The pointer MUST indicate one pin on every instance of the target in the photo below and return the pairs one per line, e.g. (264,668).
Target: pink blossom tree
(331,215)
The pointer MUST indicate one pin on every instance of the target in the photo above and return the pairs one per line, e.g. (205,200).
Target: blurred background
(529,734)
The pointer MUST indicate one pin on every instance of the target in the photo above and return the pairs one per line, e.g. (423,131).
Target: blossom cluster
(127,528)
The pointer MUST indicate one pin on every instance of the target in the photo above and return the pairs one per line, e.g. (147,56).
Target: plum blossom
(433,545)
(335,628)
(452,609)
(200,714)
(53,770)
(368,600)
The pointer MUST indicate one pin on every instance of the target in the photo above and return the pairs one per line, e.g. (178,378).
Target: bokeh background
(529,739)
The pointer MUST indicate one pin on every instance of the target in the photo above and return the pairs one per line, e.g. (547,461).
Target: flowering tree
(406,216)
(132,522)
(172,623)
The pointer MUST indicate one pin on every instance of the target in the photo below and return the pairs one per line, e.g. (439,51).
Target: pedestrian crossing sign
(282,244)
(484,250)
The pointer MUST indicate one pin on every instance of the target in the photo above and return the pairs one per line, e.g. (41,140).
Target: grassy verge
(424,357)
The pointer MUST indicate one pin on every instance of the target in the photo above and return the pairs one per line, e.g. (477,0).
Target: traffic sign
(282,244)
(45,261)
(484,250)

····················

Problem description =>
The expected answer is every line in the data above that carries the string "below".

Result for this task =>
The pointer MUST indicate one pin on every instance of the target in the photo below and return the pairs one per line, e.g. (264,668).
The pointer MUST indicate one pin on every instance of the target in the photo below and return the pairs one per line, e.g. (439,51).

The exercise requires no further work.